## START Data
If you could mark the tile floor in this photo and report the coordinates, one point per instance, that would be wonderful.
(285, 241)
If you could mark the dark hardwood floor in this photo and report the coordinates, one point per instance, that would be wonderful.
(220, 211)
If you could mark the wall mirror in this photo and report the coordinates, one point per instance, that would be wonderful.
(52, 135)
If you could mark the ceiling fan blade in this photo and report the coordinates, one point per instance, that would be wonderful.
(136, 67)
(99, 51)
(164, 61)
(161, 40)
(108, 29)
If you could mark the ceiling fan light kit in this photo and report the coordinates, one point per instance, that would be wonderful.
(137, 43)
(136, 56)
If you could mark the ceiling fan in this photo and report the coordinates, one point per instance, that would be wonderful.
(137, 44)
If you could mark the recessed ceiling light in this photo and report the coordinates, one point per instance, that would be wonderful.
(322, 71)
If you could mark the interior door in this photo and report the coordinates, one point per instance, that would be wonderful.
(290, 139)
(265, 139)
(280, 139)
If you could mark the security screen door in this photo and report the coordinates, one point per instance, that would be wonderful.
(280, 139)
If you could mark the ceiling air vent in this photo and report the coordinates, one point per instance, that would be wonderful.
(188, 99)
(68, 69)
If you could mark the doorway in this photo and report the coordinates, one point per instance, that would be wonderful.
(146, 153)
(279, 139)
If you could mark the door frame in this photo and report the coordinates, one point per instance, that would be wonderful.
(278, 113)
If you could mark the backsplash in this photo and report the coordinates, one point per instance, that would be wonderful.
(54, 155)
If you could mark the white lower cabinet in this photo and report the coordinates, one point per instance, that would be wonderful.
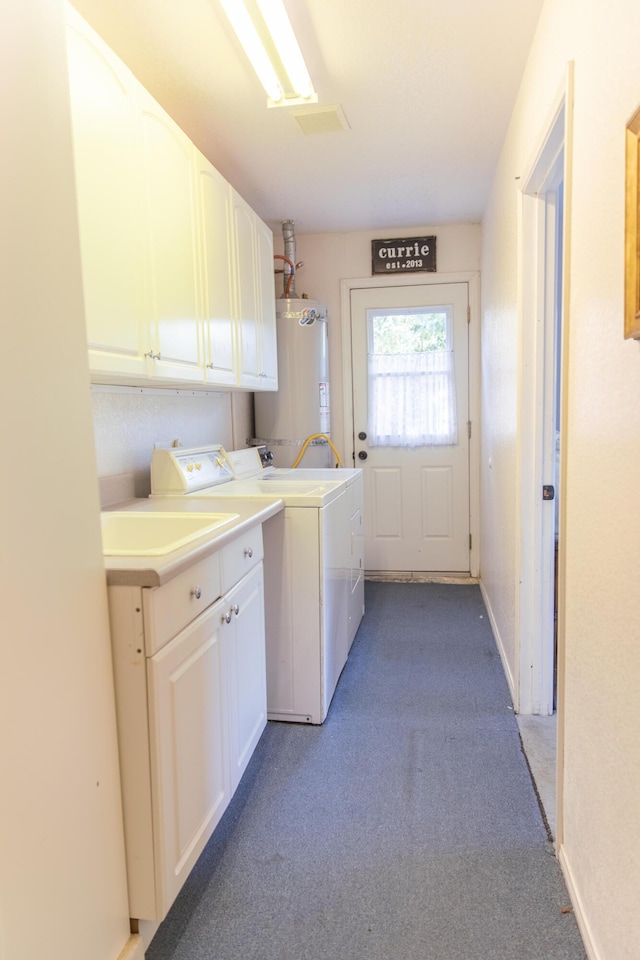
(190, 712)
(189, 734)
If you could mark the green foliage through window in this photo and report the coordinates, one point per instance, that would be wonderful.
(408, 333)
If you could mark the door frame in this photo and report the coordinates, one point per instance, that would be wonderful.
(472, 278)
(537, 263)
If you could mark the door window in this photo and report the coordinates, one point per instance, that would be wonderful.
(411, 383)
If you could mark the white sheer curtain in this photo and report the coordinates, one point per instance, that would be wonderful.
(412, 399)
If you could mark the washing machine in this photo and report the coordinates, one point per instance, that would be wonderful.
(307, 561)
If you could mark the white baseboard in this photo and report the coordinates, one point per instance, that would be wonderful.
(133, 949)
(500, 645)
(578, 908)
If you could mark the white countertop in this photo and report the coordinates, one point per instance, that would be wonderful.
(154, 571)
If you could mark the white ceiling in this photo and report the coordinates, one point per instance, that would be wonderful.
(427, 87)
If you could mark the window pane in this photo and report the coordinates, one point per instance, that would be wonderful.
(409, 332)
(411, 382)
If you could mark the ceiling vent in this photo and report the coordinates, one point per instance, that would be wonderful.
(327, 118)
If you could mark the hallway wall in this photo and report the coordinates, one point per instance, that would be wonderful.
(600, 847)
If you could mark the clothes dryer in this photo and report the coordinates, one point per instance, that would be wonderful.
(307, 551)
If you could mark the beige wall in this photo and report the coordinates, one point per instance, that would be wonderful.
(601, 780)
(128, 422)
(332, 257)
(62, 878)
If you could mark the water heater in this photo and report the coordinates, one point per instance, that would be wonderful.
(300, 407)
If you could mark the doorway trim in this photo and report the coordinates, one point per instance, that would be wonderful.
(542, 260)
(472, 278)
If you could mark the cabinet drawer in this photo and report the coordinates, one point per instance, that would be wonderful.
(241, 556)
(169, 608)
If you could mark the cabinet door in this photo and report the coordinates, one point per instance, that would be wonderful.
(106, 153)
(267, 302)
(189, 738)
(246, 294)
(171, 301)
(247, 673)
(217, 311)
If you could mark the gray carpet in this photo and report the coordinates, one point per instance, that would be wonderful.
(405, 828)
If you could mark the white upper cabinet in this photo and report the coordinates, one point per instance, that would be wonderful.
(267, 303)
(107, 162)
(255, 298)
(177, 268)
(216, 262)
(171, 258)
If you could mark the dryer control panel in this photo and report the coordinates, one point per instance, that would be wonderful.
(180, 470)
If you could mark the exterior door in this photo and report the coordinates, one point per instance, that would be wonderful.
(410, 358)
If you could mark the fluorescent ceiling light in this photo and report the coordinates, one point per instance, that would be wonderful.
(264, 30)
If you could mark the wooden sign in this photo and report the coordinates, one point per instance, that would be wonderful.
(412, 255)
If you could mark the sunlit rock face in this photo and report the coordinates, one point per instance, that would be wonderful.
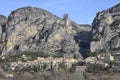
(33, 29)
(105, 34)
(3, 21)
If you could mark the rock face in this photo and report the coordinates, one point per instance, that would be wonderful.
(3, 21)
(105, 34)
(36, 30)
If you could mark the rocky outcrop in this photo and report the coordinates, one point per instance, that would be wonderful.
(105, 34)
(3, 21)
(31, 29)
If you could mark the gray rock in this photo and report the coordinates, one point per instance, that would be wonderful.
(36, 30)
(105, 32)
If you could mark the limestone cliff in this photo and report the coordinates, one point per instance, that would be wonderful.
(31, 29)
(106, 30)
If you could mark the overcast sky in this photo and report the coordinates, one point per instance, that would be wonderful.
## END Data
Quote every record above exactly, omitting any pictures they contain.

If you could mark the tile floor in this photo and report the coordinates, one point per instance, that would be wonderful.
(285, 241)
If you could mark the dark hardwood floor in this photo and report the coordinates, one point per instance, that would be wonderful.
(220, 211)
If you could mark the wall mirror in this photo and report the coordinates, one point per instance, that would be wonderful.
(52, 135)
If you could mark the ceiling fan blade in this photo and report the coordinates, one point per instance, that would be wonderful.
(136, 67)
(99, 51)
(164, 61)
(161, 40)
(108, 29)
If you could mark the ceiling fan light kit in this photo and report the coordinates, one point per instance, that would be wonderful.
(137, 43)
(136, 56)
If you could mark the ceiling fan in this photo and report the coordinates, one point per instance, that would be wonderful.
(137, 44)
If you could mark the recessed ceiling light in this photo and report the coordinates, one point per instance, that would be wonderful.
(322, 71)
If you could mark the interior door in this photo and report the coordinates, one point per instance, that would be wonderful.
(290, 139)
(265, 139)
(280, 139)
If you could mark the security screen door in this photo and report the coordinates, one point per instance, that would be wonderful.
(280, 139)
If you could mark the ceiling air vent in this photo and report the coordinates, one point per instance, that would be wonderful.
(188, 99)
(68, 69)
If you could mark the doorway in this photo and report the coordinates, one point per instance, that would be wonderful.
(146, 153)
(279, 139)
If you could mark the door frame in this photo and report the coordinates, one point per instance, that would be wonderful.
(278, 113)
If you could mark the backsplash in this photo and report the coordinates, one point per instance, that would be wonderful.
(54, 155)
If you could mark the white lower cabinet in this photo and report the coordinates, one point per instance, that would be wonderful.
(190, 712)
(189, 734)
If you could mark the green foliage through window in this photo and report the coordinates, one point per instance, that would be wonderful.
(408, 333)
If you could mark the door frame in this photo and report the coordinates, one point per instance, that would be wonderful.
(472, 278)
(537, 263)
If you could mark the door window in this photo and report the coordinates, one point per instance, that would be wonderful.
(411, 383)
If you could mark the white sheer curtain in this photo and report the coordinates, one point per instance, that would be wonderful.
(412, 399)
If you could mark the washing machine in this photo and report the coordinates, one point per instance, that would be wonderful.
(307, 561)
If you could mark the white baseboard in this photo and report the coordinates, one point per instance, that would be wonderful.
(133, 949)
(500, 645)
(578, 908)
If you could mark the white countertop in this photo and report the coordinates, one point per instance, that would be wonderful.
(154, 571)
If you could mark the white ceiling in this photo and report the coordinates, one point per instance, that would be wonderful.
(427, 87)
If you could mark the window pane in this photo and report the coordinates, one point per instance, that would be wonderful.
(409, 332)
(411, 382)
If you could mark the ceiling vent in this photo and report the coordinates, one point per instance, that would be wonderful.
(327, 118)
If you could mark the hallway wall in this photo and report the coordinates, one point per instance, that would be wonderful.
(600, 847)
If you could mark the clothes dryer in this photo and report the coordinates, one point per instance, that would be wonderful.
(307, 551)
If you could mark the beige wall in this photo and report the coordinates, one point per instance, that would be wonderful.
(601, 780)
(128, 422)
(332, 257)
(62, 878)
If you could mark the water heater in this photo and report the coordinates, one point per instance, that would be wonderful.
(300, 407)
If you could mark the doorway trim in this photo and report the coordinates, one point per instance, that would be wonderful.
(542, 260)
(472, 278)
If you could mark the cabinet drawer in this photo and report the coordinates, one point per instance, that would be wonderful.
(241, 556)
(169, 608)
If you could mark the cabinet door in this photo and report the coordinates, one point per instance, that would be wonderful.
(106, 153)
(267, 302)
(189, 738)
(246, 294)
(171, 301)
(247, 673)
(217, 311)
If you could mark the gray carpet in this photo and report the coordinates, one point per instance, that would be wonderful.
(405, 828)
If you could mark the white upper cabinet in this photo and report the coordinates, one point per instance, that would be wonderful.
(267, 303)
(107, 162)
(255, 298)
(177, 268)
(216, 262)
(171, 258)
If you could mark the dryer control panel in this photo and report the coordinates, one point per instance, that would be wonderful.
(180, 470)
If you could mark the exterior door in this photo and report the coordinates, one point per instance, that would be wonderful.
(410, 358)
If you could mark the fluorescent ceiling light in this photo and report the coordinates, one point per instance, that would be wonderful.
(264, 30)
If you could mark the wooden sign in this photo and report the coordinates, one point per instance, that would be wonderful.
(412, 255)
If you could mark the sunlit rock face in this photo and report the coordinates, one point per instance, that would be wonderful.
(33, 29)
(105, 34)
(3, 21)
If you could mark the rock face in this photo and report the coordinates, one point per instance, that would be wonderful.
(3, 21)
(105, 34)
(36, 30)
If you could mark the rocky outcrop in this photo and report the coordinates, one point per instance, that would be wonderful.
(105, 34)
(3, 21)
(31, 29)
If you could mark the gray rock in this photo and report the coordinates, one point per instance, that would be wonderful.
(36, 30)
(105, 32)
If you could mark the limestone cliff in this photo and report the coordinates, one point per instance, that would be wonderful.
(31, 29)
(106, 30)
If you could mark the overcast sky in this photo and report the coordinates, one point per instance, that would be wonderful.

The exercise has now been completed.